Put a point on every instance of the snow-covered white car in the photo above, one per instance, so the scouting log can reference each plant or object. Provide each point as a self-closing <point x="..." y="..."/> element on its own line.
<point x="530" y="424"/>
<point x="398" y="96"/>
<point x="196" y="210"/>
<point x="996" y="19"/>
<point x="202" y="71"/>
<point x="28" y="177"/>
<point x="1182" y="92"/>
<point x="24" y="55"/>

=====

### EXERCISE DIRECTIONS
Return the records given above in their entirety, word for word.

### RESPONSE
Put a point on every instance of the snow-covered white car in the photo above, one per instance, so the scouting log can reference each plant or object. Provide each point as a self-closing <point x="..." y="..."/> element on its own line.
<point x="530" y="424"/>
<point x="398" y="96"/>
<point x="196" y="210"/>
<point x="996" y="19"/>
<point x="202" y="71"/>
<point x="28" y="177"/>
<point x="1182" y="92"/>
<point x="24" y="55"/>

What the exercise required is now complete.